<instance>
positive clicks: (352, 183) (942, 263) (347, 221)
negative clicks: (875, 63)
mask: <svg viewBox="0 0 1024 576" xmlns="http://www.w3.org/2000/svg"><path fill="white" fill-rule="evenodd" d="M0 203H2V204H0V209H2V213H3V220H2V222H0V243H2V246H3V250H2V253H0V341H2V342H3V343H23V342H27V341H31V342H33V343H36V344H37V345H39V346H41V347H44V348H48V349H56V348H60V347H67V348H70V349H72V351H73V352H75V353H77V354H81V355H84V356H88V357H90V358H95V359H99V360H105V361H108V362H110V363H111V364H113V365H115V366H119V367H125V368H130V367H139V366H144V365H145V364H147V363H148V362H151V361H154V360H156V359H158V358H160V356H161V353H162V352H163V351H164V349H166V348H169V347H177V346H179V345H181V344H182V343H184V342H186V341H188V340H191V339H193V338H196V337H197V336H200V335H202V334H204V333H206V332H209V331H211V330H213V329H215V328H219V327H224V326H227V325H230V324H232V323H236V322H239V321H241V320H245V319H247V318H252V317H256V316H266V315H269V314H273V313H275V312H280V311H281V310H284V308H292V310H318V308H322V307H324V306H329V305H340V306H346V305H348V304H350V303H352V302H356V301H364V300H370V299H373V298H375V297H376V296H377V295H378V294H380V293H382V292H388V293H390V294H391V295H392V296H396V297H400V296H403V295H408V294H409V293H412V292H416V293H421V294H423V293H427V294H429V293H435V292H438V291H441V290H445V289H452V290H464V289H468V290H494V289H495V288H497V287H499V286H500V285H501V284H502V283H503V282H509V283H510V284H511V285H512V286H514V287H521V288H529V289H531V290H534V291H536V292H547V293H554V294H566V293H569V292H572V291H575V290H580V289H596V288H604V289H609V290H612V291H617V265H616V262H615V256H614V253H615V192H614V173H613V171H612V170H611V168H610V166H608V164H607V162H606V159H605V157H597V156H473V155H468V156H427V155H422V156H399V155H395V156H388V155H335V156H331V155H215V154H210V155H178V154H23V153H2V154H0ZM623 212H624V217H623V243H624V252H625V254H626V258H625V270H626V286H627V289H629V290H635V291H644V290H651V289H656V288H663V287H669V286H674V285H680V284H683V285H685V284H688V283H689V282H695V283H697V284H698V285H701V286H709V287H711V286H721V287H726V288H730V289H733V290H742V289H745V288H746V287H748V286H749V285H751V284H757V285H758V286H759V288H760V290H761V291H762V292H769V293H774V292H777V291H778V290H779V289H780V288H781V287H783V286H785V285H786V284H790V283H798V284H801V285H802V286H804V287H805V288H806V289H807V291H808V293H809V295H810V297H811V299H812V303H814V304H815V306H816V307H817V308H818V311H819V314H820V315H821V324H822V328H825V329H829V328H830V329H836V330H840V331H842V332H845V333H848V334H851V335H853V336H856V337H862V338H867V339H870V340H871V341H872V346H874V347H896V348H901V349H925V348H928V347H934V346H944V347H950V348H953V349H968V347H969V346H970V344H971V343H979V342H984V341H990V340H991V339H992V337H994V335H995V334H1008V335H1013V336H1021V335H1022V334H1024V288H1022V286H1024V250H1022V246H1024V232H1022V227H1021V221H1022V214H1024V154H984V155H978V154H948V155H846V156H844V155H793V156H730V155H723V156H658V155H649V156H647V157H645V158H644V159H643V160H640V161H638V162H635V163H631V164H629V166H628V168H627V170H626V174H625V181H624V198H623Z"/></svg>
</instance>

━━━━━━━━━━

● REQUIRED ACTION: In the entries above, find each line that includes the string "clicks" and copy it.

● TASK ANSWER:
positive clicks: (352, 183) (942, 263) (347, 221)
negative clicks: (875, 63)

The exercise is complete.